Extracted records:
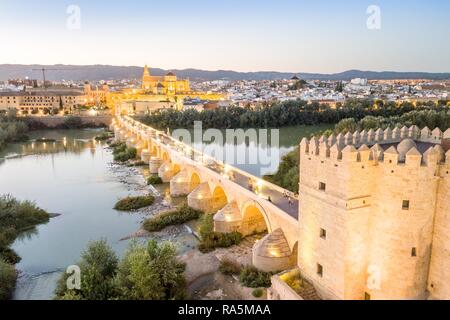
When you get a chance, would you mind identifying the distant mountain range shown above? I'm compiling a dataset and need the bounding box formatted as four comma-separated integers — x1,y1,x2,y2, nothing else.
0,64,450,81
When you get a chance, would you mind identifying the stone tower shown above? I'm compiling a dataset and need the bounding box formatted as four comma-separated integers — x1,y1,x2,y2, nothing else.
298,127,450,299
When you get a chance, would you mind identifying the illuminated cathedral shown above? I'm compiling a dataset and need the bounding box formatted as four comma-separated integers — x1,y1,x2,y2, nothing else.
142,65,190,95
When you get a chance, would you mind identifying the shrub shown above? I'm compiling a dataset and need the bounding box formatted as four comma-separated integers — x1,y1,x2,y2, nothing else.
198,214,242,253
252,288,264,298
0,260,17,300
114,195,155,211
113,144,137,162
95,132,112,141
147,174,163,185
239,266,272,288
219,259,242,276
144,205,202,232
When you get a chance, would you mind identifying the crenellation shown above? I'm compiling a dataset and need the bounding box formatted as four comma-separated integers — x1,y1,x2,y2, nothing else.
367,129,375,144
431,127,443,142
405,147,422,168
370,143,384,163
420,127,431,141
298,126,450,299
443,128,450,140
342,145,358,162
336,133,345,147
353,131,361,146
358,144,370,162
384,128,392,142
360,130,369,144
330,143,342,161
344,132,353,146
309,137,319,156
392,126,401,141
300,138,309,154
375,128,384,142
328,133,337,146
400,126,409,139
384,146,399,164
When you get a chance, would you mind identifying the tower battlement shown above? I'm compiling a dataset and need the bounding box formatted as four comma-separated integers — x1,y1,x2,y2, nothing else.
300,126,450,166
299,126,450,299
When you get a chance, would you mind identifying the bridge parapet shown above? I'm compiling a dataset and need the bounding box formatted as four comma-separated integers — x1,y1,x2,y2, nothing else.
115,117,298,271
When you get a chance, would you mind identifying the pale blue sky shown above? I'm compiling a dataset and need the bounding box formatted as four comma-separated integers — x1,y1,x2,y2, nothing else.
0,0,450,73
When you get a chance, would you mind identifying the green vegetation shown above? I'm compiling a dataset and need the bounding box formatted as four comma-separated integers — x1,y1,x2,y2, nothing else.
0,195,50,300
198,214,242,253
219,258,242,276
264,148,300,193
114,195,155,211
0,115,28,150
111,143,137,162
252,288,264,298
264,107,450,193
0,260,17,300
55,240,186,300
336,110,450,133
142,99,445,130
239,266,272,288
95,131,113,141
280,270,307,294
144,205,203,232
147,174,163,186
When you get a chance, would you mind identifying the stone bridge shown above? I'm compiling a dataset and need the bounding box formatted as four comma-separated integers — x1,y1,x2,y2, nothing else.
111,117,299,271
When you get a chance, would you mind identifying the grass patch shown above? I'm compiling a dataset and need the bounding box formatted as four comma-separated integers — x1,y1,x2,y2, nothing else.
198,214,242,253
0,260,17,300
147,174,163,185
219,258,242,276
0,195,50,300
95,131,113,141
114,195,155,211
239,266,273,288
144,205,203,232
252,288,264,298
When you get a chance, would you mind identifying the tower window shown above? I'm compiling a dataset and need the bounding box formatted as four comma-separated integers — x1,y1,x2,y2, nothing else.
402,200,409,210
319,182,327,191
317,264,323,277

Your objective: Rescale the data starting at its first line and ending at the line containing "0,64,450,81", both included, and reproduce those lines alone, requests unchanged. Multiply each bounding-box coordinate by 0.5 and round to the nearest whole number, with halves rounded up, and omit the pictures.

Written solution:
When you get a chance, would you mind identifying the distant mountain range shown above? I'm compiling a dataset and need the bounding box formatted as four comma-separated integers — x1,y1,x2,y2, nothing else.
0,32,225,41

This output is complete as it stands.